— START OF Records for processing —
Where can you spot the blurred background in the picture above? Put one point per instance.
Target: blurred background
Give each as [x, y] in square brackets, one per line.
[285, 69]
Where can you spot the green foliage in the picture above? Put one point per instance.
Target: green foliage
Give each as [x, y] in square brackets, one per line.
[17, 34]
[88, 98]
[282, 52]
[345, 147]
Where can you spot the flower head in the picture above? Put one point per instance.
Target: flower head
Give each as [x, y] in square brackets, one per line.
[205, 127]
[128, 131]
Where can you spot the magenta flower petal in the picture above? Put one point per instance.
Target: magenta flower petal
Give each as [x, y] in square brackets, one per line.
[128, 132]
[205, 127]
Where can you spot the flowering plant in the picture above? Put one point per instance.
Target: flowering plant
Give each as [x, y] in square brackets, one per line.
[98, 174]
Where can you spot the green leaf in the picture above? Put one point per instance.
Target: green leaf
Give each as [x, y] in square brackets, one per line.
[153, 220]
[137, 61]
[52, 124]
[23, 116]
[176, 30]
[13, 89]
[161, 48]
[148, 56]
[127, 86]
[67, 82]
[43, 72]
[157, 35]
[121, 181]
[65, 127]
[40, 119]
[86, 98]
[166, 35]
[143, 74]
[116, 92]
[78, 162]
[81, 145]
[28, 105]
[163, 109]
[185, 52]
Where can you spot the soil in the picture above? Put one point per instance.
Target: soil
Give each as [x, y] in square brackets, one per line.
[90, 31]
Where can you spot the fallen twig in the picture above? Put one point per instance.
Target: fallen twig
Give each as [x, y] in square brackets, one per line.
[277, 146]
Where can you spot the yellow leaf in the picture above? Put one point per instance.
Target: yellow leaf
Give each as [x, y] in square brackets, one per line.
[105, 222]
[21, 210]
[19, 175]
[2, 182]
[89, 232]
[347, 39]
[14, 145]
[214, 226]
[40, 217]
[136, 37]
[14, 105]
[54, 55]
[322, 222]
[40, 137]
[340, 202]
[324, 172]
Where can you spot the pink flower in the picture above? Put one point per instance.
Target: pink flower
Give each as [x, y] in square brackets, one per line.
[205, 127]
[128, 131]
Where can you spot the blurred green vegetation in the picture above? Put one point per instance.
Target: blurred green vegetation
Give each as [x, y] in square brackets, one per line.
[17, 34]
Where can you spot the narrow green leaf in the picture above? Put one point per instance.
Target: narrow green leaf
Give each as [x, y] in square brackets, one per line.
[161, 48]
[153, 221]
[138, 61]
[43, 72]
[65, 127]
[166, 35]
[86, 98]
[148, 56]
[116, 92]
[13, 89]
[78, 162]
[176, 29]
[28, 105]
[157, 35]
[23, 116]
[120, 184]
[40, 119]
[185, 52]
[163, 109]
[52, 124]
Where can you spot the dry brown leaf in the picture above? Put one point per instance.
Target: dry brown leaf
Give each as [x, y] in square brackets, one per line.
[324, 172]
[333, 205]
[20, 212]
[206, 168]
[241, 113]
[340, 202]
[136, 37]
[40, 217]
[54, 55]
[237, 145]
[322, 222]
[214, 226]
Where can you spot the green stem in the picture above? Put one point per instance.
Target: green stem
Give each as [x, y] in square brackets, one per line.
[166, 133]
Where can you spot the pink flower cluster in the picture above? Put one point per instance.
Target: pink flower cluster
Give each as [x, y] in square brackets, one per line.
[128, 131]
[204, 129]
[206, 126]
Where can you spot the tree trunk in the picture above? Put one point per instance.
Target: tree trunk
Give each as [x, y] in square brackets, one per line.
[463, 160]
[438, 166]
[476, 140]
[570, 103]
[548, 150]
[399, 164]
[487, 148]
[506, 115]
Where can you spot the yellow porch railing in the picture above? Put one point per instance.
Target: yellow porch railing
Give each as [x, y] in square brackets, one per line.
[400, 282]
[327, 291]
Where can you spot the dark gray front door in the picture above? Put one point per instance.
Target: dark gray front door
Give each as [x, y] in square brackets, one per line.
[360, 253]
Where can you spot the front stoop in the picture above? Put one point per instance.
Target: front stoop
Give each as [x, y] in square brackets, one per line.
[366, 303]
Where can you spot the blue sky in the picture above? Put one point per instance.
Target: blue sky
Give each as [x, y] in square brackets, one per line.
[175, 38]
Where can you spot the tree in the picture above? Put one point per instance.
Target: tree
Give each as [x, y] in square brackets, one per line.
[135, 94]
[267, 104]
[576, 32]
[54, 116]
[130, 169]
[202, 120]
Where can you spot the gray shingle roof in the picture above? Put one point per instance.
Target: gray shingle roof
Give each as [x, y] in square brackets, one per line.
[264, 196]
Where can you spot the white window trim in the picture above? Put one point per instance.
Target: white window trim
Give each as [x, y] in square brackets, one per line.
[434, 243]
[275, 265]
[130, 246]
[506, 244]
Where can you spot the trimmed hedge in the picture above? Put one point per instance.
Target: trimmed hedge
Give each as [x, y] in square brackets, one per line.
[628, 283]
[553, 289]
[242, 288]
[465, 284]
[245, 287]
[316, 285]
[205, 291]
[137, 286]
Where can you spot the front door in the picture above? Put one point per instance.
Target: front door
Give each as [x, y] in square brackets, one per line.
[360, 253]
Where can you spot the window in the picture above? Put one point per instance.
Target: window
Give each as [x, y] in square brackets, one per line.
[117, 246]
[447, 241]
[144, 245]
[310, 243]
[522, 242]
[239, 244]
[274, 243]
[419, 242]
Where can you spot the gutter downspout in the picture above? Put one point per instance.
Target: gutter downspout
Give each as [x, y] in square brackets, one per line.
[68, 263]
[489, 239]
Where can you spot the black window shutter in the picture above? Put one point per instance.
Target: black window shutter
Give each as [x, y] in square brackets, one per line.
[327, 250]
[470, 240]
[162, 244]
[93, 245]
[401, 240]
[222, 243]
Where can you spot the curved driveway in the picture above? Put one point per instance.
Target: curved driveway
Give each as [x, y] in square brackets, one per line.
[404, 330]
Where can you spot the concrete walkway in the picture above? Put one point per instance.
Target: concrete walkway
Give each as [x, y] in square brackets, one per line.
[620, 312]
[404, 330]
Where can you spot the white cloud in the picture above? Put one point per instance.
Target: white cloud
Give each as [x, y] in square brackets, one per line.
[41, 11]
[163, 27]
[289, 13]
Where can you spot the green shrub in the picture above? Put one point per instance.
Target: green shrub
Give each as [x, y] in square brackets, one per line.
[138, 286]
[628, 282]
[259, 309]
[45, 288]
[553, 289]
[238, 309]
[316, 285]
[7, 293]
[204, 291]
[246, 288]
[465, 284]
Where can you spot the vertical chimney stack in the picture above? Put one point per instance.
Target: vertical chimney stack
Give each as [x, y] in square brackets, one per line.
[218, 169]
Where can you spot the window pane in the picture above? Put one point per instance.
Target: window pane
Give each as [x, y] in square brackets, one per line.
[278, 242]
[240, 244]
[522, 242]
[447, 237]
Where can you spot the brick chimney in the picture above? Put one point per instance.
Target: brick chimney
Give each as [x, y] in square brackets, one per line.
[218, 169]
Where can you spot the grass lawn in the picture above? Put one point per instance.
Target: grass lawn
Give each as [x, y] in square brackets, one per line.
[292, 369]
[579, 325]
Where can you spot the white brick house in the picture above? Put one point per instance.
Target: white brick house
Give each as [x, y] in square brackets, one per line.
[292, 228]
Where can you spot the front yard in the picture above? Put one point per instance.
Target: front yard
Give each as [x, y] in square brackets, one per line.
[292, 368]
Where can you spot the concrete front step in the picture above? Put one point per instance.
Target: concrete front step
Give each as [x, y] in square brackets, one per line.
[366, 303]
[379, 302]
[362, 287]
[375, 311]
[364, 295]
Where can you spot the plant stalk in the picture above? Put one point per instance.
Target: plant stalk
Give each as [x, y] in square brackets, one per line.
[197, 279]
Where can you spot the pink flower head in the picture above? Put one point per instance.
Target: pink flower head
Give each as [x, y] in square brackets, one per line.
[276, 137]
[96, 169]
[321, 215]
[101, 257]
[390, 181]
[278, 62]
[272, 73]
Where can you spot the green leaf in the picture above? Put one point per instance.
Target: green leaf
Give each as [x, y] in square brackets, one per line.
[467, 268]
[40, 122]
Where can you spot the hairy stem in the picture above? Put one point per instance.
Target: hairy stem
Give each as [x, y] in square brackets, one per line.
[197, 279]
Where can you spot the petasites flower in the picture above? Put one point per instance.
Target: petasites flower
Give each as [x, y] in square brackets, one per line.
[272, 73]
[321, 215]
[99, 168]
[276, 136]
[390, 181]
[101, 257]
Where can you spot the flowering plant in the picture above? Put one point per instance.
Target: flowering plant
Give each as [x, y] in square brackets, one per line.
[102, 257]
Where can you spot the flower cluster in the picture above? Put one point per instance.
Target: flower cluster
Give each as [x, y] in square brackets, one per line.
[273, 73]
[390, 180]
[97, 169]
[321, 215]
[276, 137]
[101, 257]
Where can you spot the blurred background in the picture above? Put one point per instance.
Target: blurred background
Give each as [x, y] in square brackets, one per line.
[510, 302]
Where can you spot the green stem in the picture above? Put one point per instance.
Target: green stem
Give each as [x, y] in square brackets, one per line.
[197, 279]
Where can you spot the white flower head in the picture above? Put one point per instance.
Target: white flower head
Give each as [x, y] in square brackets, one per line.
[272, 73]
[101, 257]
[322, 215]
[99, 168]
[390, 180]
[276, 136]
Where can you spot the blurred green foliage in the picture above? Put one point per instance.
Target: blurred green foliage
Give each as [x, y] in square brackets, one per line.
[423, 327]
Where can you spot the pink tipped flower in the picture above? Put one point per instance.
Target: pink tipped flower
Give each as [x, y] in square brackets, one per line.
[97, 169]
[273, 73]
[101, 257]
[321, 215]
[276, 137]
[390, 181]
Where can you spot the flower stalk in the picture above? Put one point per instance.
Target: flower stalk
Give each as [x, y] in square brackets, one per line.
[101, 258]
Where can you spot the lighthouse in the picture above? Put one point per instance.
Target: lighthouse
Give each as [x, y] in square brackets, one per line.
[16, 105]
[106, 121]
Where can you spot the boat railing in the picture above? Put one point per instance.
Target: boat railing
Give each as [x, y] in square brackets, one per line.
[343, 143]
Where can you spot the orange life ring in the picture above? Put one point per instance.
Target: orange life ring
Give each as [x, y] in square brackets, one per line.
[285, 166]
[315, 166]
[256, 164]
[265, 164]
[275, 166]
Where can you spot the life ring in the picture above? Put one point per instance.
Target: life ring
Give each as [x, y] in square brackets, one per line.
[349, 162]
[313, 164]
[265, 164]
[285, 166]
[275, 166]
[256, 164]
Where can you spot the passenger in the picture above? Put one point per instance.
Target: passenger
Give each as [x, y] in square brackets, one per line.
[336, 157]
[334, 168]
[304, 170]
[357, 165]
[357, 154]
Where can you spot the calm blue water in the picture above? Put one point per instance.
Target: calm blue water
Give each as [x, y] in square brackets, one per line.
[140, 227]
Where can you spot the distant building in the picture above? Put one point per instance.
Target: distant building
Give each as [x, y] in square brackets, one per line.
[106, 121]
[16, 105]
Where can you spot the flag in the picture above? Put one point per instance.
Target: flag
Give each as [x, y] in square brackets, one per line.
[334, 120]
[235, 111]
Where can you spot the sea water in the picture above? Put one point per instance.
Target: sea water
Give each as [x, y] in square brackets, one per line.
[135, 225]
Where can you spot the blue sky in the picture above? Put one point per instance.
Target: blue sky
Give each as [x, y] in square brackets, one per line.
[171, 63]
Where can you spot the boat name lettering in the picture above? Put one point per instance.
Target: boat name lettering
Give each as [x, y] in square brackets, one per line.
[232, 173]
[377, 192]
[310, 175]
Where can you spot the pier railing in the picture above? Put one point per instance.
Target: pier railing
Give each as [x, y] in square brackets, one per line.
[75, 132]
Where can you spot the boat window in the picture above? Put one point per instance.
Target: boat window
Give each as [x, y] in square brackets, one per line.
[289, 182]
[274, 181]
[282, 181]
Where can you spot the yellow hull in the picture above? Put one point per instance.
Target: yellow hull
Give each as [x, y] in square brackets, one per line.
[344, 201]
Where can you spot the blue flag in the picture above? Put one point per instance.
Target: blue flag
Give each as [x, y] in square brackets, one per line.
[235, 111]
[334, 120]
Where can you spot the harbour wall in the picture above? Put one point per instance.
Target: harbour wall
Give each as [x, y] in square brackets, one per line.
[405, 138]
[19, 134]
— END OF Records for processing —
#### What to produce
Return the line that contains "Where can you spot the boat name" along with every line after it through the end of the entries, exactly, adding nothing.

#### Answer below
Where can you spot the boat name lettering in the picture above? Put one point per instance.
Target: boat name lettering
Give each as [x, y] in square brackets, one per line.
[232, 173]
[377, 192]
[310, 175]
Where can you spot the pier railing in the picture above? Put one point per instance.
Target: pier railing
Give each as [x, y] in square brackets, one per line.
[75, 132]
Where can you spot the boat window in the picture above? Put one point per instance.
Target: boat window
Give each as [x, y] in square brackets, one per line.
[289, 182]
[274, 181]
[282, 181]
Where can you spot the yellow hull in the picture above? Put one point per instance.
Target: yellow hull
Give each as [x, y] in square brackets, one per line.
[344, 201]
Where can you spot the blue flag in the picture above? Put one point per instance.
Target: blue flag
Give each as [x, y] in square brackets, one per line.
[235, 111]
[334, 120]
Where can you spot the harbour wall in the picture above? Put one point per instance.
Target: harbour wall
Give each as [x, y] in square brackets, one per line.
[405, 138]
[19, 134]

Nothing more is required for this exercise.